▸ **WHAT IS BEING ASKED**: Go line by line through the entries below and copy those containing the string "white".

▸ **GIVEN DATA**:
··········

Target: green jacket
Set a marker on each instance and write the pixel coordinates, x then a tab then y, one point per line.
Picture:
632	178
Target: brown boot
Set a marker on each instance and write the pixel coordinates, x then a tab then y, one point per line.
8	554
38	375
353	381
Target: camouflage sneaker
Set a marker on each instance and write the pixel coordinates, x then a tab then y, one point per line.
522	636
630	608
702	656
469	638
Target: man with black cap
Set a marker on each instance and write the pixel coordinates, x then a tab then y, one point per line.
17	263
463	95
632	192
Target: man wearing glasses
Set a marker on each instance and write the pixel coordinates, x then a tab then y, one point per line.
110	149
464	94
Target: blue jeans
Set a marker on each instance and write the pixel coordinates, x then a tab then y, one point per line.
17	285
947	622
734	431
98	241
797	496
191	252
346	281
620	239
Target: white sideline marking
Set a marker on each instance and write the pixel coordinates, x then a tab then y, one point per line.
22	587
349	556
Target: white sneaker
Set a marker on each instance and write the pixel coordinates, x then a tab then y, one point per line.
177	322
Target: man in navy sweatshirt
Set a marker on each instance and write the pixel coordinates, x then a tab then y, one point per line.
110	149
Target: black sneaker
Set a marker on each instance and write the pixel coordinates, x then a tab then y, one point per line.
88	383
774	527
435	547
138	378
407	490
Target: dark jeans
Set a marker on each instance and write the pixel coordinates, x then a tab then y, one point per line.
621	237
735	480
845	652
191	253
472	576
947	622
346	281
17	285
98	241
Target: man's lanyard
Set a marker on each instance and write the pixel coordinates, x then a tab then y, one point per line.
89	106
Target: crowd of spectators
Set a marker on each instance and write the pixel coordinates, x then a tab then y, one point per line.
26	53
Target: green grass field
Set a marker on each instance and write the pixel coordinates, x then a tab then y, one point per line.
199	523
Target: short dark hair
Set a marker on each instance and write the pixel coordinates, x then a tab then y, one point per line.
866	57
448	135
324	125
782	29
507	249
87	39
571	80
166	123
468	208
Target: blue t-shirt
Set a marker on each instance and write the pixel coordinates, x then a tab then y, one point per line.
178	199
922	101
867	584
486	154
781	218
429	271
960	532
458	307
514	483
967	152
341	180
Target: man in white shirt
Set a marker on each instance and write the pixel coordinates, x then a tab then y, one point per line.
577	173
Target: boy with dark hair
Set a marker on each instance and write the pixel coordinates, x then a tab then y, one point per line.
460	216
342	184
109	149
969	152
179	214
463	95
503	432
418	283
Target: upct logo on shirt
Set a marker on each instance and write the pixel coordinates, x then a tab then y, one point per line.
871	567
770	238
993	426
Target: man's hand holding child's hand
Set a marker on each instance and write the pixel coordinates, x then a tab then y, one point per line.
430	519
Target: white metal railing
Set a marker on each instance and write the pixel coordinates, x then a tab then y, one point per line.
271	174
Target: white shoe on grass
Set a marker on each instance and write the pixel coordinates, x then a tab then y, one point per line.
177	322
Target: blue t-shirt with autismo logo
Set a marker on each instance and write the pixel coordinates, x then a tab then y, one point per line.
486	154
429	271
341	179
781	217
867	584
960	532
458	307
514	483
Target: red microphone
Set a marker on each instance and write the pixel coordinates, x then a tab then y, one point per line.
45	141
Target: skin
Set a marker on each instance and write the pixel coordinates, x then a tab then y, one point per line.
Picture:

··········

▸ **PROBLEM SOLUTION**:
Target: white sideline marking
Target: white sneaker
Target: man in white shirt
Target: white metal railing
Target: white shoe on grass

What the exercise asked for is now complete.